> _Task directions_
Using the records below, copy out exactly the line that contains "the blue sign" and every line that follows it, up to and including the last, and no others.

[Saved entries]
BEGIN

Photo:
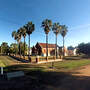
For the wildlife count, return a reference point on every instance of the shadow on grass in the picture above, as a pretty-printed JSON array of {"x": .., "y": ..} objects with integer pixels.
[
  {"x": 21, "y": 60},
  {"x": 37, "y": 78}
]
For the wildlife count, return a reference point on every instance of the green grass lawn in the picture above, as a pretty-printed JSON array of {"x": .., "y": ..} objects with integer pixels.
[
  {"x": 41, "y": 76},
  {"x": 7, "y": 61}
]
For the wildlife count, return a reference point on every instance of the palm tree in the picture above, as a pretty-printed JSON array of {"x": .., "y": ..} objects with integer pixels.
[
  {"x": 14, "y": 35},
  {"x": 47, "y": 24},
  {"x": 19, "y": 36},
  {"x": 63, "y": 34},
  {"x": 23, "y": 30},
  {"x": 56, "y": 29},
  {"x": 30, "y": 27}
]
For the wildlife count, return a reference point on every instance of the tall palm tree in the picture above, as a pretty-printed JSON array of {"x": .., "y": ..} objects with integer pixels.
[
  {"x": 23, "y": 30},
  {"x": 14, "y": 35},
  {"x": 56, "y": 29},
  {"x": 30, "y": 27},
  {"x": 63, "y": 34},
  {"x": 19, "y": 36},
  {"x": 47, "y": 24}
]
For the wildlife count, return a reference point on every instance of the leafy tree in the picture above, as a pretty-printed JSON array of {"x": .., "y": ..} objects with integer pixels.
[
  {"x": 56, "y": 29},
  {"x": 47, "y": 24}
]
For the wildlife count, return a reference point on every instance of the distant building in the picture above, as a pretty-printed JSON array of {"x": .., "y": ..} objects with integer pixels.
[{"x": 40, "y": 49}]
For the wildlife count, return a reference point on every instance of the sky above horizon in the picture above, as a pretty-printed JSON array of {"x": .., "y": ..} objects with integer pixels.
[{"x": 73, "y": 13}]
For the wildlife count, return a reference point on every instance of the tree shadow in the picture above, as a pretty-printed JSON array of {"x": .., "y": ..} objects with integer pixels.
[
  {"x": 19, "y": 59},
  {"x": 36, "y": 78}
]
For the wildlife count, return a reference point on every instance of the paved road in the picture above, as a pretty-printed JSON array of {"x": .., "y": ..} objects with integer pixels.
[{"x": 6, "y": 60}]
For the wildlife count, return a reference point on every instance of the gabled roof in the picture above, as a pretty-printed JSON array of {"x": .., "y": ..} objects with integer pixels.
[{"x": 43, "y": 45}]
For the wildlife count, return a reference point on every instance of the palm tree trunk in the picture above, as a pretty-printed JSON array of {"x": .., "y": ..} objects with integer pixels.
[
  {"x": 63, "y": 48},
  {"x": 56, "y": 46},
  {"x": 24, "y": 47},
  {"x": 46, "y": 46},
  {"x": 20, "y": 49},
  {"x": 29, "y": 49}
]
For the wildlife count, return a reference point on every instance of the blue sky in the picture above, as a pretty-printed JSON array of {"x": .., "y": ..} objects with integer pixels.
[{"x": 73, "y": 13}]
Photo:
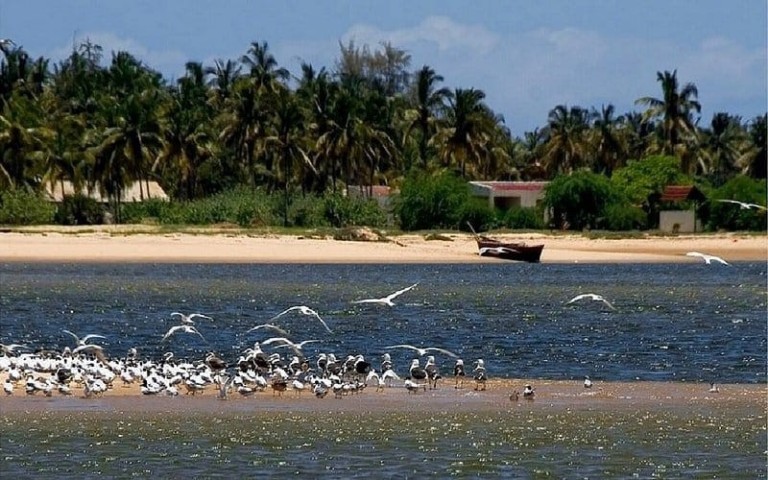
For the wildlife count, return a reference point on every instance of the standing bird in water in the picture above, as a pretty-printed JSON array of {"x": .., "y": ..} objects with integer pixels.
[
  {"x": 480, "y": 375},
  {"x": 458, "y": 373}
]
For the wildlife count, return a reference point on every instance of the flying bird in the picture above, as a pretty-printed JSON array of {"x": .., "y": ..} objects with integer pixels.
[
  {"x": 423, "y": 351},
  {"x": 591, "y": 296},
  {"x": 388, "y": 299},
  {"x": 187, "y": 319},
  {"x": 269, "y": 326},
  {"x": 744, "y": 205},
  {"x": 707, "y": 258},
  {"x": 181, "y": 328},
  {"x": 83, "y": 341},
  {"x": 304, "y": 310}
]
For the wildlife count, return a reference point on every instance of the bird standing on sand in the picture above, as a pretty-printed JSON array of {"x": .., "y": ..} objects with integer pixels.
[
  {"x": 708, "y": 259},
  {"x": 591, "y": 296},
  {"x": 388, "y": 299}
]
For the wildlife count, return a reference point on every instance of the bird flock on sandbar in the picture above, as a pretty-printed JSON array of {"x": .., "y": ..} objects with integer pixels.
[{"x": 85, "y": 365}]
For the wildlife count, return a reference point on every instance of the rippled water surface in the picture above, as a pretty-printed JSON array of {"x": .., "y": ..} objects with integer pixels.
[
  {"x": 688, "y": 322},
  {"x": 673, "y": 322}
]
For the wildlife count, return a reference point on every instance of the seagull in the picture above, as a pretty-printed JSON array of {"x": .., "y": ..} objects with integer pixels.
[
  {"x": 591, "y": 296},
  {"x": 181, "y": 328},
  {"x": 744, "y": 205},
  {"x": 269, "y": 326},
  {"x": 707, "y": 258},
  {"x": 304, "y": 310},
  {"x": 388, "y": 299},
  {"x": 284, "y": 342},
  {"x": 423, "y": 351},
  {"x": 83, "y": 341},
  {"x": 187, "y": 319}
]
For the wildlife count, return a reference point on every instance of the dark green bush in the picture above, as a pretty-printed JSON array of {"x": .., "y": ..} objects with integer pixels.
[
  {"x": 623, "y": 217},
  {"x": 525, "y": 218},
  {"x": 22, "y": 207},
  {"x": 427, "y": 202},
  {"x": 79, "y": 210}
]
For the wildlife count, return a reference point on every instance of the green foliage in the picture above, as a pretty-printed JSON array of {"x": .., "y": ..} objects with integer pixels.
[
  {"x": 523, "y": 219},
  {"x": 640, "y": 179},
  {"x": 344, "y": 211},
  {"x": 730, "y": 216},
  {"x": 22, "y": 207},
  {"x": 623, "y": 217},
  {"x": 476, "y": 212},
  {"x": 427, "y": 202},
  {"x": 79, "y": 210},
  {"x": 578, "y": 201}
]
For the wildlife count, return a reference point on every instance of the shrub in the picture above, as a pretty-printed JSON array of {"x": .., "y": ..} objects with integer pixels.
[
  {"x": 79, "y": 210},
  {"x": 427, "y": 202},
  {"x": 22, "y": 207},
  {"x": 523, "y": 218}
]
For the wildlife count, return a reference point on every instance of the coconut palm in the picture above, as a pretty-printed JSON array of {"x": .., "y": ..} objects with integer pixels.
[
  {"x": 675, "y": 109},
  {"x": 429, "y": 100}
]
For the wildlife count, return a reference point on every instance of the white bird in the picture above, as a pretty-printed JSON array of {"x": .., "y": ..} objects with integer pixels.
[
  {"x": 284, "y": 342},
  {"x": 187, "y": 319},
  {"x": 304, "y": 310},
  {"x": 423, "y": 351},
  {"x": 83, "y": 341},
  {"x": 388, "y": 299},
  {"x": 591, "y": 296},
  {"x": 707, "y": 258},
  {"x": 181, "y": 328},
  {"x": 269, "y": 326},
  {"x": 744, "y": 205}
]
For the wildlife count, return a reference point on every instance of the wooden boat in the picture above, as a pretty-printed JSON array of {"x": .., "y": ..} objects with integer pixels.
[{"x": 518, "y": 251}]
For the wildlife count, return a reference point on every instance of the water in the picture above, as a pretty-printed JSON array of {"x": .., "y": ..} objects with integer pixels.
[{"x": 673, "y": 322}]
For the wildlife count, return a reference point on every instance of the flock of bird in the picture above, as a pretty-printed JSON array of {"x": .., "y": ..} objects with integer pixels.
[{"x": 85, "y": 365}]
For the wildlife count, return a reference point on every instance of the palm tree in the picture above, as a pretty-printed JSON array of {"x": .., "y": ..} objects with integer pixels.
[
  {"x": 566, "y": 147},
  {"x": 609, "y": 149},
  {"x": 428, "y": 101},
  {"x": 675, "y": 109},
  {"x": 463, "y": 136}
]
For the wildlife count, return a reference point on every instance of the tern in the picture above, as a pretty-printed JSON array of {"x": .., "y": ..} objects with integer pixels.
[
  {"x": 181, "y": 328},
  {"x": 83, "y": 341},
  {"x": 284, "y": 342},
  {"x": 388, "y": 299},
  {"x": 423, "y": 351},
  {"x": 591, "y": 296},
  {"x": 304, "y": 310},
  {"x": 187, "y": 319},
  {"x": 744, "y": 205},
  {"x": 707, "y": 258},
  {"x": 269, "y": 326}
]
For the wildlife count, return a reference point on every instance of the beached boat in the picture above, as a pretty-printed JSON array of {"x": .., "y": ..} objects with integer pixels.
[{"x": 519, "y": 251}]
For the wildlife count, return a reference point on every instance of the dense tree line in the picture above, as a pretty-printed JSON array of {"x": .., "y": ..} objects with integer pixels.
[{"x": 102, "y": 123}]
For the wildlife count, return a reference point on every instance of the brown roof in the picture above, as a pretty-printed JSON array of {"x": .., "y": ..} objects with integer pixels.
[{"x": 678, "y": 193}]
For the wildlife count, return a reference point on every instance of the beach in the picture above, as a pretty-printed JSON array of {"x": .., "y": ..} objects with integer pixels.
[
  {"x": 143, "y": 244},
  {"x": 128, "y": 244}
]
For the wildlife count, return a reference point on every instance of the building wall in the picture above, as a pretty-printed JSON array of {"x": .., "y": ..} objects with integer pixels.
[{"x": 678, "y": 221}]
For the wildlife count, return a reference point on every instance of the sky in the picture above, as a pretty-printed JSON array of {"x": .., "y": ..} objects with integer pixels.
[{"x": 527, "y": 56}]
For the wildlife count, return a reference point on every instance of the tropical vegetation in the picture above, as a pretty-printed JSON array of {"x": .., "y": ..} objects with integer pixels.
[{"x": 248, "y": 142}]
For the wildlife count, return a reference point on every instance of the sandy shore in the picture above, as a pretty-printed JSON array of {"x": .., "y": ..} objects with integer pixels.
[
  {"x": 124, "y": 244},
  {"x": 499, "y": 396}
]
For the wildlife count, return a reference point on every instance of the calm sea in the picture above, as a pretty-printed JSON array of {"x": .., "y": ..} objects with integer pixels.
[{"x": 679, "y": 322}]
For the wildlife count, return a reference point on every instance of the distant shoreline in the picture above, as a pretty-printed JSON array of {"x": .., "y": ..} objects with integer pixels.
[{"x": 123, "y": 244}]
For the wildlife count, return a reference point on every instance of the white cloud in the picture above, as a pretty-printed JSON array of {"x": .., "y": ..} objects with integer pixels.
[{"x": 169, "y": 62}]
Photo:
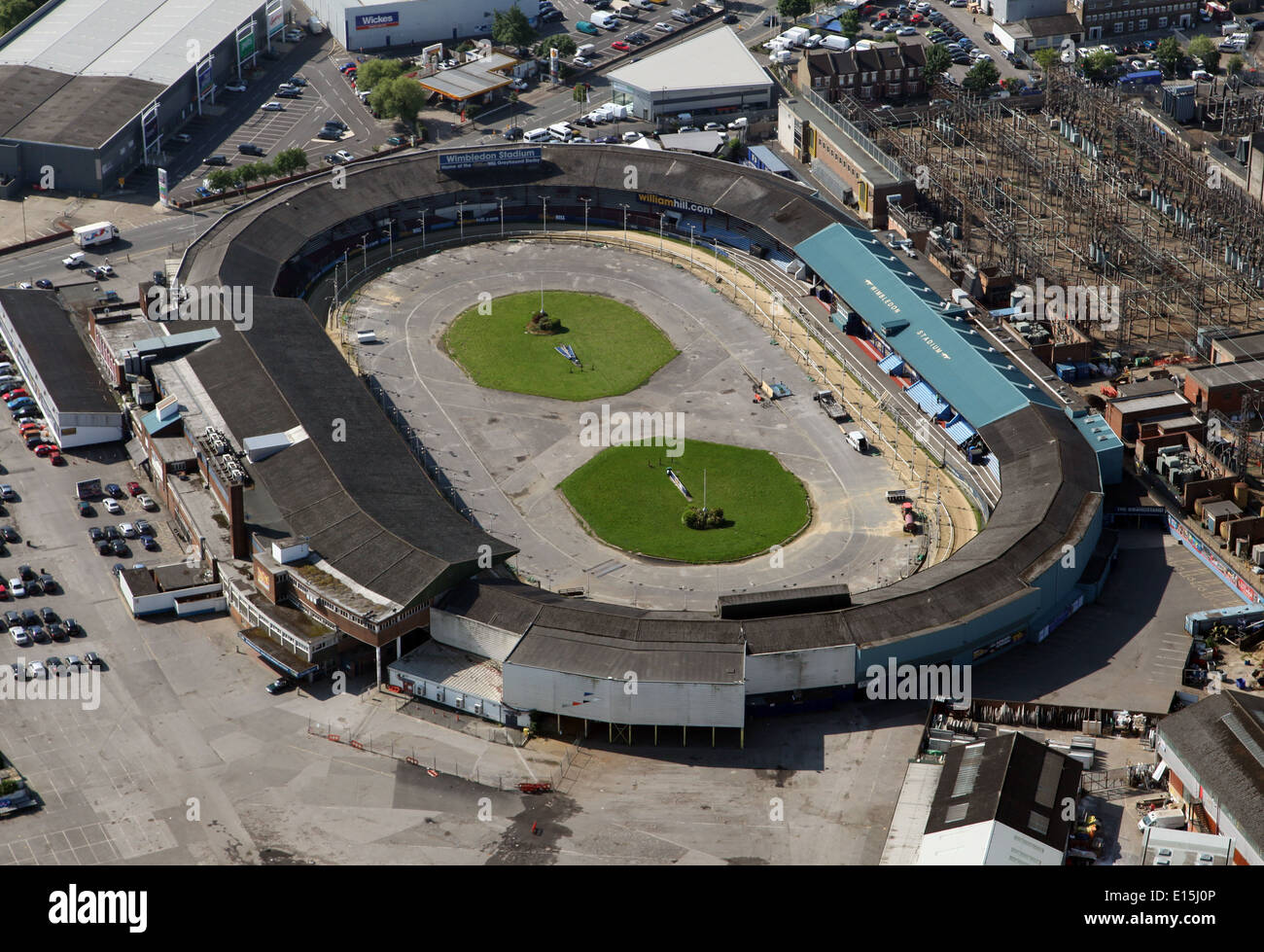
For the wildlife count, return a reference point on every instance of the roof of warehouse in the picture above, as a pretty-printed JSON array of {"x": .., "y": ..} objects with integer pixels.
[
  {"x": 142, "y": 39},
  {"x": 711, "y": 61},
  {"x": 38, "y": 105},
  {"x": 66, "y": 370},
  {"x": 1011, "y": 779},
  {"x": 1221, "y": 740},
  {"x": 948, "y": 354},
  {"x": 384, "y": 525},
  {"x": 1237, "y": 374}
]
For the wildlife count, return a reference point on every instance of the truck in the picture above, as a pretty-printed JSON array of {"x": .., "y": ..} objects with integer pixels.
[
  {"x": 829, "y": 405},
  {"x": 100, "y": 232},
  {"x": 1171, "y": 818}
]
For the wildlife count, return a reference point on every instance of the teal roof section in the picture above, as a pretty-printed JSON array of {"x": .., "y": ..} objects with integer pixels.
[{"x": 946, "y": 350}]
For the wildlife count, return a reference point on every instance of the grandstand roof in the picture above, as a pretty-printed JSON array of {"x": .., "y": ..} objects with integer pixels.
[{"x": 948, "y": 354}]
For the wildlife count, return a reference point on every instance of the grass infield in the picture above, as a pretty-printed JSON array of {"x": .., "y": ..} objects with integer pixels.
[
  {"x": 619, "y": 348},
  {"x": 627, "y": 500}
]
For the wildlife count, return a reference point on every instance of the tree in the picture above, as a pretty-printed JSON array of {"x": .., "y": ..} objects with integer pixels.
[
  {"x": 1168, "y": 54},
  {"x": 563, "y": 43},
  {"x": 792, "y": 9},
  {"x": 14, "y": 12},
  {"x": 509, "y": 28},
  {"x": 400, "y": 99},
  {"x": 369, "y": 75},
  {"x": 1099, "y": 66},
  {"x": 981, "y": 76},
  {"x": 1205, "y": 51},
  {"x": 1047, "y": 57},
  {"x": 938, "y": 59}
]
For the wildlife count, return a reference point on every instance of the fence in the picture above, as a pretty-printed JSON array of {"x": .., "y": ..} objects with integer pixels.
[{"x": 443, "y": 765}]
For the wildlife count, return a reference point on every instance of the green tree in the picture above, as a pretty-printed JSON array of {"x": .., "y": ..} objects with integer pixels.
[
  {"x": 938, "y": 59},
  {"x": 1168, "y": 54},
  {"x": 1047, "y": 57},
  {"x": 14, "y": 12},
  {"x": 1099, "y": 64},
  {"x": 981, "y": 76},
  {"x": 369, "y": 75},
  {"x": 1202, "y": 50},
  {"x": 401, "y": 97},
  {"x": 563, "y": 43},
  {"x": 509, "y": 28},
  {"x": 792, "y": 9}
]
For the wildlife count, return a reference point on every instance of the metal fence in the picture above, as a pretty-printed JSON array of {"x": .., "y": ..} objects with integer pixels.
[{"x": 442, "y": 765}]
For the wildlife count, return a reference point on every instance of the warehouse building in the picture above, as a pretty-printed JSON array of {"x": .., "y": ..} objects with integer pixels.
[
  {"x": 1222, "y": 386},
  {"x": 1001, "y": 803},
  {"x": 712, "y": 74},
  {"x": 89, "y": 88},
  {"x": 59, "y": 374},
  {"x": 366, "y": 25},
  {"x": 1213, "y": 753}
]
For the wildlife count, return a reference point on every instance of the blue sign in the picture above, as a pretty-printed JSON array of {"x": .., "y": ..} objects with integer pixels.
[
  {"x": 375, "y": 20},
  {"x": 491, "y": 159}
]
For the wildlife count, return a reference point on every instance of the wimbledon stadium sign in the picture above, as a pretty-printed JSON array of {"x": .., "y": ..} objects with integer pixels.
[{"x": 492, "y": 159}]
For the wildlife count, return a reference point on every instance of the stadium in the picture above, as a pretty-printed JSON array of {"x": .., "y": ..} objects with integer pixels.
[{"x": 390, "y": 542}]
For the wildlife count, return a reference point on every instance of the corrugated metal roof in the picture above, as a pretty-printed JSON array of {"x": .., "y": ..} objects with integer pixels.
[
  {"x": 947, "y": 353},
  {"x": 144, "y": 39}
]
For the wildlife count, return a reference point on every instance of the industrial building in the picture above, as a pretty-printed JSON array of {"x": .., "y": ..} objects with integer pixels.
[
  {"x": 1213, "y": 754},
  {"x": 59, "y": 375},
  {"x": 1001, "y": 801},
  {"x": 367, "y": 25},
  {"x": 89, "y": 88},
  {"x": 712, "y": 74},
  {"x": 1221, "y": 387},
  {"x": 370, "y": 569}
]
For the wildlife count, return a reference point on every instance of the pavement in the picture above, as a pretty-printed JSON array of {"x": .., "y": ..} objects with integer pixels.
[{"x": 506, "y": 453}]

END

> _Task output_
For the wildlife count, return a reference point on every instance of the blue sign in the picture above, as a pretty-printed JSON array of {"x": .., "y": ..} objects with integer pixels.
[
  {"x": 375, "y": 20},
  {"x": 491, "y": 159}
]
For the wildlife count, return a reference point on every instance of the wimbledon stadium sign in the picture above, as a pretty-printed JSON array of {"x": .., "y": ..} objects with integer pixels.
[{"x": 492, "y": 159}]
For the wildlife count, return a reference point on every instance of the stadium in the picture above, as a pretty-printed JSON array of {"x": .., "y": ..} objects with integer pixels.
[{"x": 390, "y": 542}]
For the wildlife count, return a reference point on every instance of the corrugated metal roof in the picture above, as a pretty-printed JSON array of {"x": .., "y": ..} objects with integer pixels.
[
  {"x": 947, "y": 353},
  {"x": 144, "y": 39}
]
For the wildlife count, return a reference point on every instance of the industrial building in the picture above, as a pretty-printed JSON array of {"x": .., "y": ..} objects with integer pixels.
[
  {"x": 1213, "y": 754},
  {"x": 59, "y": 375},
  {"x": 1001, "y": 801},
  {"x": 367, "y": 25},
  {"x": 89, "y": 88},
  {"x": 712, "y": 74},
  {"x": 1221, "y": 387},
  {"x": 370, "y": 569}
]
For the wildlife count, return a reference point on every instance of the pavement in the picture above, as a pretty-printed JSON array of {"x": .., "y": ..} objects with integer pixels.
[{"x": 506, "y": 453}]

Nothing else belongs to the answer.